__WORK INSTRUCTIONS__: Only the lines from the line containing "Target: dry grass" to the end of the entries, both included, belong in your answer, and each must match exactly.

__DATA IN THIS EXERCISE__:
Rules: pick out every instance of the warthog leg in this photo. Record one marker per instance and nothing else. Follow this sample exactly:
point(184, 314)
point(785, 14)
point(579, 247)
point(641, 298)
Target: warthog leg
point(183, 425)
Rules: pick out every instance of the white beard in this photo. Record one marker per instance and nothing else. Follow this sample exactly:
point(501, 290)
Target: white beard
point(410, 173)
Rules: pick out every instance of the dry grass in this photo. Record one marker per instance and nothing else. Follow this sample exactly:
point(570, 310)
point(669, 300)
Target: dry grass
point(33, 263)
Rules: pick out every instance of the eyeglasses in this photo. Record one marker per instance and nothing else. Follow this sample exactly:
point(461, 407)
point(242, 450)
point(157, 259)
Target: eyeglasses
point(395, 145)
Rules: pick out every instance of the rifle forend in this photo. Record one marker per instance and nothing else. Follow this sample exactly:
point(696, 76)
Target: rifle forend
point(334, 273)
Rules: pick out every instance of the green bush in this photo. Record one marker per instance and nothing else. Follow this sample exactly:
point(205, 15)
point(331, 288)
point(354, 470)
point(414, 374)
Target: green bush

__EXERCISE ANSWER__:
Target: dry grass
point(33, 263)
Rules: pick out every instance of the eyeglasses in this photo. Record one marker per instance and nothing else. Follow this sample exactly:
point(461, 407)
point(242, 450)
point(157, 259)
Target: eyeglasses
point(395, 145)
Rules: pick out every instance of the rifle forend in this photo. Record one marker per instance and nothing else. Follow this sample exactly:
point(696, 76)
Target: rifle forend
point(334, 273)
Rules: pick out every instance of the green bush in this photo. Record one marker per instance and nothing else. Follow this sample exactly:
point(205, 15)
point(331, 288)
point(354, 470)
point(414, 374)
Target: green bush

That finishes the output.